____ Source information

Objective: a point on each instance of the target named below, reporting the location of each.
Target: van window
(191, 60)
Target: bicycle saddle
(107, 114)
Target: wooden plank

________
____ Source information

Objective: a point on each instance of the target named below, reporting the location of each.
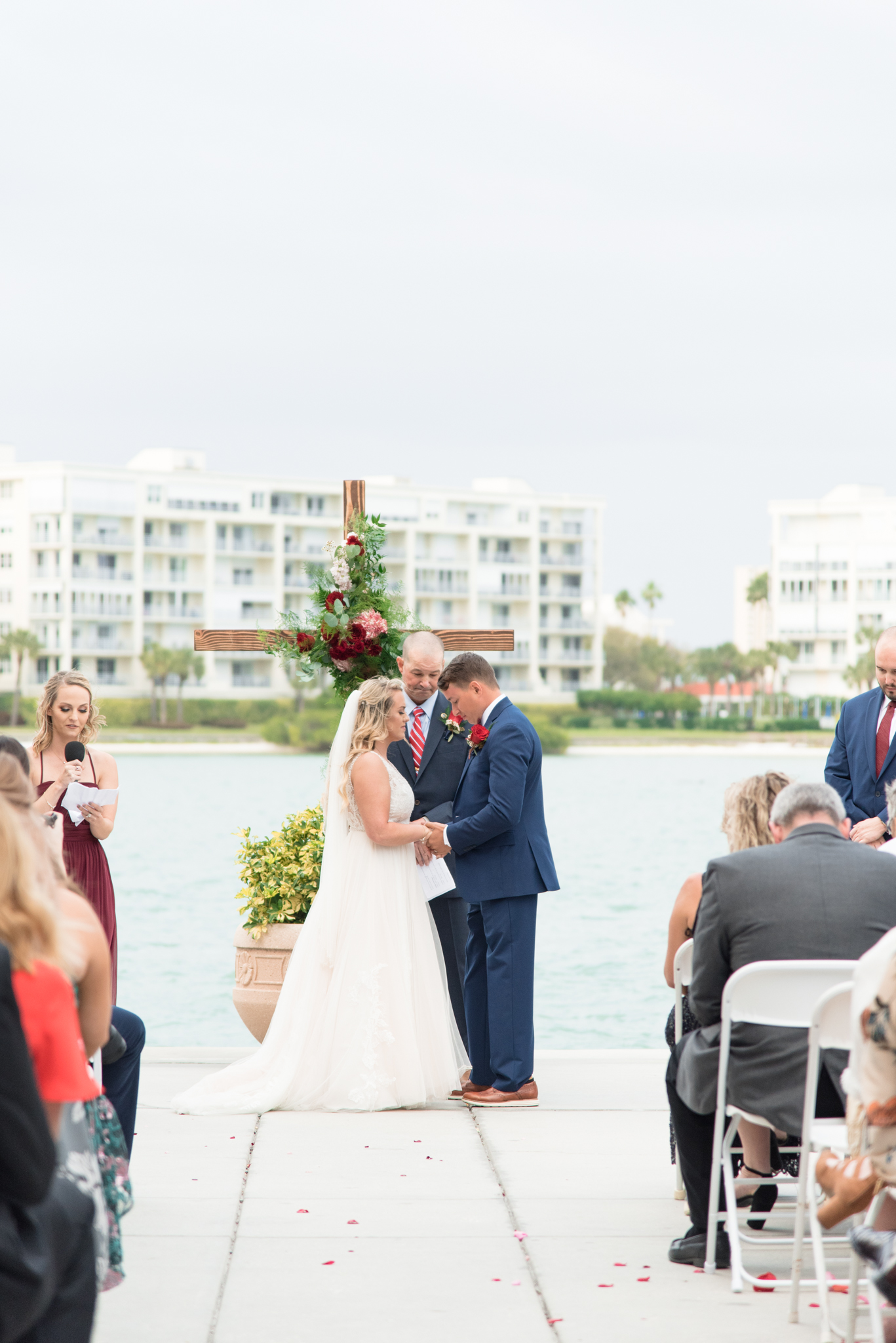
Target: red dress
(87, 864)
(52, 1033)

________

Going down the listing above, begin printing at the line with "Target: van window" and finish with the line with "Target: wooden plank", exactly as they appear.

Result of this exercise:
Target: van window
(191, 60)
Target: bicycle saddle
(107, 114)
Target: wooden plank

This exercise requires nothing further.